PROBLEM DETAILS -
Where in the records does the word "eyeglasses" occur? Copy each line in which it does.

[Natural-language object grounding data]
☆ ☆ ☆
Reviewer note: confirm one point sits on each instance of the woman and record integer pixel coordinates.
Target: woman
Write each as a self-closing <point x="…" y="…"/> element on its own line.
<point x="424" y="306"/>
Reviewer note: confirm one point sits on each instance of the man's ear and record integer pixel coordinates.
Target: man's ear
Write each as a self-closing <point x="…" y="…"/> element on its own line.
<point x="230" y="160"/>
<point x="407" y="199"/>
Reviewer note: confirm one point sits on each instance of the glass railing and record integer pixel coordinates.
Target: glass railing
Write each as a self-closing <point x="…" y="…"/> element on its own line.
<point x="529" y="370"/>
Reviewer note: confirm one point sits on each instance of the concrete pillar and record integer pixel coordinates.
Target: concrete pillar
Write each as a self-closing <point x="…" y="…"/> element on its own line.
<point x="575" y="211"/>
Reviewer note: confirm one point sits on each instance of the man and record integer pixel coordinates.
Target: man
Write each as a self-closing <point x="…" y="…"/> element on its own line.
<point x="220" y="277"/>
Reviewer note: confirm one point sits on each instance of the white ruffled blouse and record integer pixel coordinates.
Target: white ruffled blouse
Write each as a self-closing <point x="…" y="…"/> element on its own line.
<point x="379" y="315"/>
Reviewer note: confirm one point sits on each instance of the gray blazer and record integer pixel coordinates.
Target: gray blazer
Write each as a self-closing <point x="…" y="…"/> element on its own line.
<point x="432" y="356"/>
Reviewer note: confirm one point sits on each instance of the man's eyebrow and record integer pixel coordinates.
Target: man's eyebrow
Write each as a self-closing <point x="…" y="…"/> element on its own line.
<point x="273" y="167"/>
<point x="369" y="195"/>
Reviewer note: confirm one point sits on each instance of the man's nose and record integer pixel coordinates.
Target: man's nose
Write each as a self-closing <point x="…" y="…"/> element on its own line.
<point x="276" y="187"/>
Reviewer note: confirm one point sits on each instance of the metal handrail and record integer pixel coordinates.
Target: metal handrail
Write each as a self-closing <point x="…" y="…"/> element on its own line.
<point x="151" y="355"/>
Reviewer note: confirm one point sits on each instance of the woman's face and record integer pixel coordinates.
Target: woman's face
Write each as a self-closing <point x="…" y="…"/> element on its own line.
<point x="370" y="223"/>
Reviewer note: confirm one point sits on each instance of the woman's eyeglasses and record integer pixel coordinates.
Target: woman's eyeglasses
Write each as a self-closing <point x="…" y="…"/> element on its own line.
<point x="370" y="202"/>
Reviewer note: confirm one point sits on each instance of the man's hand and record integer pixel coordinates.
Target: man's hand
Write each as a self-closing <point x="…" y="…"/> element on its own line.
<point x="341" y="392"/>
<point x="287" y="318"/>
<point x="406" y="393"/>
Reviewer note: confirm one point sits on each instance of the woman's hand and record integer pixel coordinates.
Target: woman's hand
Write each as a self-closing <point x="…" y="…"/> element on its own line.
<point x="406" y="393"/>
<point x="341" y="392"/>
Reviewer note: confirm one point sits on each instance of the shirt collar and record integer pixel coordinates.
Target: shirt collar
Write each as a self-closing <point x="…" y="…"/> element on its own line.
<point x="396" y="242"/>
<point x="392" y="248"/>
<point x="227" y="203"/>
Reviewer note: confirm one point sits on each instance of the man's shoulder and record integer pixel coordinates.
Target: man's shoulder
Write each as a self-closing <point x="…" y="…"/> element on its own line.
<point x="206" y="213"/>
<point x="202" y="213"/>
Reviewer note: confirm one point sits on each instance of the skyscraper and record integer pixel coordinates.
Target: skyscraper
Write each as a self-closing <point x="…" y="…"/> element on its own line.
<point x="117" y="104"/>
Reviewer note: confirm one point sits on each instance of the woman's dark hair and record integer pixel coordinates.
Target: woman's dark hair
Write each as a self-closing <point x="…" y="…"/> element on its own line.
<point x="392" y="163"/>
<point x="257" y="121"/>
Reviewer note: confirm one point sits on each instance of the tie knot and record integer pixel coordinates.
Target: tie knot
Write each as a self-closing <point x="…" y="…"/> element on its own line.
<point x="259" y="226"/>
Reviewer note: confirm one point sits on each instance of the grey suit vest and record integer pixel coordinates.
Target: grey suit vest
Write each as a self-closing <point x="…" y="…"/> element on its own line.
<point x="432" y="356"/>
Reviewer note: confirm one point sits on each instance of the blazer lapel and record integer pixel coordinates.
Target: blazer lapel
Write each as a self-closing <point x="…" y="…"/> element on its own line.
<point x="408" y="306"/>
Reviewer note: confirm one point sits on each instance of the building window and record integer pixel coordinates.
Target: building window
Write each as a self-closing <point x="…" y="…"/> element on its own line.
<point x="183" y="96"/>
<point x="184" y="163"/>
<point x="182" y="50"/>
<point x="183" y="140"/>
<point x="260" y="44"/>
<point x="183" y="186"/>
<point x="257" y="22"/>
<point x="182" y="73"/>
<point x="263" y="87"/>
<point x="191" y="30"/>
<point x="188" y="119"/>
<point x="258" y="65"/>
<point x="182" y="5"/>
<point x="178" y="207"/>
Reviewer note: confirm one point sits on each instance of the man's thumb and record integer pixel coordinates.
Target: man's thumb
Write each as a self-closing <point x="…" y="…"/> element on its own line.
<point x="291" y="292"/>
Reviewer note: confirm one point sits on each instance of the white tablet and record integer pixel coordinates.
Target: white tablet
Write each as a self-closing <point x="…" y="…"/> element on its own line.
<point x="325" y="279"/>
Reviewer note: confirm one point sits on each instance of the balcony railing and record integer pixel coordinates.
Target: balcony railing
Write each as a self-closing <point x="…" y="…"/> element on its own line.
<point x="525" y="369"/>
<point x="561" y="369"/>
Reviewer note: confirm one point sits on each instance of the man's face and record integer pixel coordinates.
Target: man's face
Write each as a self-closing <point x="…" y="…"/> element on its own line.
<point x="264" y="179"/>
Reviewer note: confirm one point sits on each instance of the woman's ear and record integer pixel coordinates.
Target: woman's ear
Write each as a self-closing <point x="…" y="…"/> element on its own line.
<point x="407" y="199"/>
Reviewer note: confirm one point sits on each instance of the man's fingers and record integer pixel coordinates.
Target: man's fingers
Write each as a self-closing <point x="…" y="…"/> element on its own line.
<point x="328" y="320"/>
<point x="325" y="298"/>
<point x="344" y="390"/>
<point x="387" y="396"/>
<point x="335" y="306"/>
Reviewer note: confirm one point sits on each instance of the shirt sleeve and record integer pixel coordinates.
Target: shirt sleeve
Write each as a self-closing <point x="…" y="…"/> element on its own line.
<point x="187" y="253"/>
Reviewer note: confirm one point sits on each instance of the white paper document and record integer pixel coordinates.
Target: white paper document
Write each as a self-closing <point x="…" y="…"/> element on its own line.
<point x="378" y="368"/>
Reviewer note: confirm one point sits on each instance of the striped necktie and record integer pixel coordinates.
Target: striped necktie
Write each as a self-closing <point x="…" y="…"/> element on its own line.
☆ ☆ ☆
WRITTEN RESPONSE -
Reviewer note: confirm one point sits on each instance of the woman's eyeglasses and record integer pixel coordinates.
Target: woman's eyeglasses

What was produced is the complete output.